# Texto fornecido
Afinal, o tema definido pelo conjunto CFESS/CRESS para o maio de 2021 é: “Há mais de 500 anos esses povos sempre na linha de frente! Trabalho pela vida e resistência dos povos originários e comunidades tradicionais”. No contexto da pandemia, de luta pela saúde pública e políticas sociais, é fundamental valorizar esses povos e a resistência secular dos sujeitos que fazem parte deles. E, também, as/os profissionais que atuam diretamente com eles.

Nesta entrevista, além de abordarmos o atendimento à comunidade pomenara de Santa Maria de Jetibá, optamos por trazer uma entrevista com uma profissional que também está trabalhando na área da Saúde Mental, visto que hoje, dia 18 de maio, é celebrado o Dia Nacional da Luta Antimanicomial.

Tércia formou-se em Serviço Social em 2006, pela Ufes, e atua em Santa Maria de Jetibá, município localizado na Região Centro Serrana, predominante povoado por pomeranos/as. Ela é servidora pública efetiva desde 2011, e está desde 2013 no serviço do CAPS, dentro da classificação por porte I, com atendimento ambulatorial no território de casos graves e persistentes e bem como decorrentes do abuso de álcool e outras drogas.

Mais abaixo, nossa entrevistada fala sobre o trabalho que é desenvolvido em equipe multiprofissional, assim como sobre as demandas e atribuições do cargo, os principais desafios, as particularidades no atendimento da comunidade tradicional, por exemplo. Confira nossa entrevista!

Como é o trabalho da equipe multiprofissional, que atua no CAPS I?

Hoje contamos com uma equipe multiprofissional formada por excelentes profissionais. Além de mim, como Assistente Social, o CAPS I tem como equipe um enfermeiro e uma enfermeira, uma terapeuta ocupacional, três psicólogas, uma psiquiatra e uma gerente de Saúde Mental. Ainda contamos com o trabalho de um motorista, duas ASG e uma auxiliar administrativa.

Quais são as demandas e as atribuições neste cargo?

As demandas mais comuns são as ações básicas desempenhadas por Assistentes Sociais, como atendimentos, encaminhamentos, articulação de rede, estudos de caso, condução de grupos, atividades comunitárias, palestras e orientações individuais sobre bens e serviços, dentre outras. Contudo,quero enfatizar que a real demanda da prática profissional é a de um olhar atento para a realidade, anterior aos meios pelos quais vai se intervir, pois a linha de cuidado e plano terapêutico do usuário do serviço se dá a partir do que ele traz e do que você como profissional tem condição de receber. A maneira como o profissional percebe esse usuário e sua realidade de vida irá direcionar as ações.

Itens de dados coletados

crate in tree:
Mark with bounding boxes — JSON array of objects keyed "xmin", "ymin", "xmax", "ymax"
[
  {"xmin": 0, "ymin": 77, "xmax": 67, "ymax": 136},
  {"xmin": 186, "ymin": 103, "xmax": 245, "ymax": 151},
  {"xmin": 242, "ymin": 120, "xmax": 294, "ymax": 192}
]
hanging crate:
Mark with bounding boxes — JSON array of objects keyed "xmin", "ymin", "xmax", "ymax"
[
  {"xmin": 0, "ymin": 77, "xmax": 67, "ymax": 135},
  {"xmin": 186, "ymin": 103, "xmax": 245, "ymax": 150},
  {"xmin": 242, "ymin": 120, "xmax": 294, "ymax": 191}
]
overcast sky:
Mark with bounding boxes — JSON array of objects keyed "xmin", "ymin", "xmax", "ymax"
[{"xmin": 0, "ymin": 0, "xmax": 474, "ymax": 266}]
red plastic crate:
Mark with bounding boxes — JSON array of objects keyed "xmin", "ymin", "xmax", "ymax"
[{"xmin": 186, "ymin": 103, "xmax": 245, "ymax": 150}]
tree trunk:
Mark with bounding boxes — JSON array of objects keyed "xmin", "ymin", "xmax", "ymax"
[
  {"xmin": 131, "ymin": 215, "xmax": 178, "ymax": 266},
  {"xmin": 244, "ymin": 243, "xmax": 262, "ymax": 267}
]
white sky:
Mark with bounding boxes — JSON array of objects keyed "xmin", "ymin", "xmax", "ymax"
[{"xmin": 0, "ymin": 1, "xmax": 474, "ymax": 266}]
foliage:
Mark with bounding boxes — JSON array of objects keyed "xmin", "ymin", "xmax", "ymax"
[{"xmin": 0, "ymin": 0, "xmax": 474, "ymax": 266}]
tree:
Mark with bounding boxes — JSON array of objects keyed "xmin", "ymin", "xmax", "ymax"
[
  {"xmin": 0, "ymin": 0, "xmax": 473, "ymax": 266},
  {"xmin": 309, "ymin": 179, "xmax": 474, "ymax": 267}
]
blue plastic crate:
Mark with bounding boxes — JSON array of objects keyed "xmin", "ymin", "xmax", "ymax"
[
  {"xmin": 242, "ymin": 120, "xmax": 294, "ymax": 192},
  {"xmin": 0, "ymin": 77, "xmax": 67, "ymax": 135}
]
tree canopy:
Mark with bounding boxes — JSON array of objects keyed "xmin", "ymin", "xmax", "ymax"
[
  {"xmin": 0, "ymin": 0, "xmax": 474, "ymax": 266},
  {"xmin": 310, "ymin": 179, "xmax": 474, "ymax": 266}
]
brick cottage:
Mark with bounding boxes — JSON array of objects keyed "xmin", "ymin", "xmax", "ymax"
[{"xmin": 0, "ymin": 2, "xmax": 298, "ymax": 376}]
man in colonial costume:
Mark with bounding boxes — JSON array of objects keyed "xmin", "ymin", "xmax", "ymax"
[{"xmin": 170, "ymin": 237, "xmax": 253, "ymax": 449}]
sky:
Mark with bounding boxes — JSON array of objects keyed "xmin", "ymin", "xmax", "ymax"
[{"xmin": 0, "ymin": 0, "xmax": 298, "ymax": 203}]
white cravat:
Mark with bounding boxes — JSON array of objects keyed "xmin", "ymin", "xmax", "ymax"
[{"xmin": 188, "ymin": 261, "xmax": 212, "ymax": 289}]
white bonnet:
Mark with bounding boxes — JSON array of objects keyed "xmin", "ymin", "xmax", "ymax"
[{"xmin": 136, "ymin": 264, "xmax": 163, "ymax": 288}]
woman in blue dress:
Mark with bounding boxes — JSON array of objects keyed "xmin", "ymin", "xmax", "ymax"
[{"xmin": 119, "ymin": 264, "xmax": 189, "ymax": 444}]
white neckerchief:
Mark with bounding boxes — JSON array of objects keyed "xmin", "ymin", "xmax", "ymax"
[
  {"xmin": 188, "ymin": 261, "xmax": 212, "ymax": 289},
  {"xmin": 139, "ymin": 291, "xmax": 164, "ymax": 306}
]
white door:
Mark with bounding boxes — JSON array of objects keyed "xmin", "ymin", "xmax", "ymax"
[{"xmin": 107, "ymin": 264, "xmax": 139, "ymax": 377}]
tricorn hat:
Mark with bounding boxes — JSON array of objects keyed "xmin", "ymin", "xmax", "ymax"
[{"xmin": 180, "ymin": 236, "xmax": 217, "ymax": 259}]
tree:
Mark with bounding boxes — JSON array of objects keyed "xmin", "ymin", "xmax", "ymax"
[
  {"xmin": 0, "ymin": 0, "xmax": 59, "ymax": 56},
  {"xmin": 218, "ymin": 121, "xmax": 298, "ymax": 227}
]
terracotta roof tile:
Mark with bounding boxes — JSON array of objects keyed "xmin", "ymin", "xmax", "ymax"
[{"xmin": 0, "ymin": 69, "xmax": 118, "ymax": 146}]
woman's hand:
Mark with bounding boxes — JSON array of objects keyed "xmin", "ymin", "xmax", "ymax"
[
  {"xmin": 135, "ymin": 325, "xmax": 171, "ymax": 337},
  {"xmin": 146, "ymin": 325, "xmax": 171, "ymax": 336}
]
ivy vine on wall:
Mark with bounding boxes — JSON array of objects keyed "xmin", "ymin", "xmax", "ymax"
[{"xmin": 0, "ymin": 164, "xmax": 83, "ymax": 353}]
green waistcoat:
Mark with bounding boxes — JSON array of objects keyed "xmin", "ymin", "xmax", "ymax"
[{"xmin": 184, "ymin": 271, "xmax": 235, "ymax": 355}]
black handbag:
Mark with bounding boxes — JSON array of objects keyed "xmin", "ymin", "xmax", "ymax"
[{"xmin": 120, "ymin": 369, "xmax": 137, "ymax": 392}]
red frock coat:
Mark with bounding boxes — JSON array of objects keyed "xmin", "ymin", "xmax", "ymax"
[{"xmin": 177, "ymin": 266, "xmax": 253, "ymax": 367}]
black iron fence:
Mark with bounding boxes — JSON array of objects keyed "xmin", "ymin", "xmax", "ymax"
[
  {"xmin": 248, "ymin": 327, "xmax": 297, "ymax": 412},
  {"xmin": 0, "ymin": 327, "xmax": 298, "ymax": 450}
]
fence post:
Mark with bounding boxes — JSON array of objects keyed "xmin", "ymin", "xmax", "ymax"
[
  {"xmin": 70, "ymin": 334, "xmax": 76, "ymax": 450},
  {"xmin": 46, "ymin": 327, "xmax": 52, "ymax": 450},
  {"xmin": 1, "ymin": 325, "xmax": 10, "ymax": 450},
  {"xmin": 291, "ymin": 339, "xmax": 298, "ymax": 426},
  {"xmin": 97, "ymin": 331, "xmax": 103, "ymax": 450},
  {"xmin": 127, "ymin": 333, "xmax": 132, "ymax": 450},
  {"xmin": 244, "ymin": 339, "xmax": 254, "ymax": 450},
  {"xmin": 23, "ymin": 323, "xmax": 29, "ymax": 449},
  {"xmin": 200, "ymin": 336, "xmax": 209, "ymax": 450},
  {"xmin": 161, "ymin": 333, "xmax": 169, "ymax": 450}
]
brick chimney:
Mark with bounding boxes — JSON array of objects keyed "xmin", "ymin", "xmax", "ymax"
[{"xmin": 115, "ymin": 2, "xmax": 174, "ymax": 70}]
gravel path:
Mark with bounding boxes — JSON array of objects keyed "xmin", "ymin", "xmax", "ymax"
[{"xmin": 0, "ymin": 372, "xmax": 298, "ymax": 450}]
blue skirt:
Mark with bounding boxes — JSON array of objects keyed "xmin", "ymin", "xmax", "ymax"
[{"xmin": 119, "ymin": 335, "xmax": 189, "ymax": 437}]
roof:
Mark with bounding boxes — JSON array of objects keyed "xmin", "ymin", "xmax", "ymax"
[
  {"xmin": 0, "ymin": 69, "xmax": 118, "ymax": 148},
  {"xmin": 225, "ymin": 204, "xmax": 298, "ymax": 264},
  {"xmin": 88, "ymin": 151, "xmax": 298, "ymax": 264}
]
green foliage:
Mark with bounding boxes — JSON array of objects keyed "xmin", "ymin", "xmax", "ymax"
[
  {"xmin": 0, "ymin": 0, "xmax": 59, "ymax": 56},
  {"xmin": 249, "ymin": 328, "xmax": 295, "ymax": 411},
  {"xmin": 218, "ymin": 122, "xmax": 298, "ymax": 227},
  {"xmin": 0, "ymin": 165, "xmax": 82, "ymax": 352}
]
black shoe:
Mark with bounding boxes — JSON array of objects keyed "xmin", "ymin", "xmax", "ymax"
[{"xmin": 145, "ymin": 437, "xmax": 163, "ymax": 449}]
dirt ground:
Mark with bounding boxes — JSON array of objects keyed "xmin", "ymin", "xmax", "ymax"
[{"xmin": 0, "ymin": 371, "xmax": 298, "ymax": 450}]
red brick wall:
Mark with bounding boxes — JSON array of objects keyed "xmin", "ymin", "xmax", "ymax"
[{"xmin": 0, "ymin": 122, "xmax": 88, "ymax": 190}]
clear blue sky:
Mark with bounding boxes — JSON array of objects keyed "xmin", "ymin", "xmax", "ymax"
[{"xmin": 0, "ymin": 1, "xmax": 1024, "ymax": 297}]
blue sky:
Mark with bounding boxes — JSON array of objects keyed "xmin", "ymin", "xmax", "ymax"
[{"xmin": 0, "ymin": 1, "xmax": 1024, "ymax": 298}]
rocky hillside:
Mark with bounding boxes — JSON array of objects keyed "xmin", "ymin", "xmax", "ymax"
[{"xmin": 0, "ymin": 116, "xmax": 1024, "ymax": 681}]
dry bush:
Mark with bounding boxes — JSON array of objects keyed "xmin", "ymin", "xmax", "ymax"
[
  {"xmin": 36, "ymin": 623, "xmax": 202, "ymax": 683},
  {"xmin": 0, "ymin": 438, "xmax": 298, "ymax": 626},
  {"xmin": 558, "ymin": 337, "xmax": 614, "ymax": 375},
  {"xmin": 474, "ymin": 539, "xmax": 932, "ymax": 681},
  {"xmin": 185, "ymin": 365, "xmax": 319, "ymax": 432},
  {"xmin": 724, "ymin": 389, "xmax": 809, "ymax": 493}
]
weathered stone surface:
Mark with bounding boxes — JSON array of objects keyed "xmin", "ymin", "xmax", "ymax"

# O que fazer
Transcreva o trecho do texto sobre o trabalho no CAPS de Santa Maria de Jetibá que começa em “Nesta entrevista, além” e vai até “da Luta Antimanicomial.”, incluindo essas palavras finais. Os itens não têm nenhuma relação com esta atividade.

# Área de resposta
Nesta entrevista, além de abordarmos o atendimento à comunidade pomenara de Santa Maria de Jetibá, optamos por trazer uma entrevista com uma profissional que também está trabalhando na área da Saúde Mental, visto que hoje, dia 18 de maio, é celebrado o Dia Nacional da Luta Antimanicomial.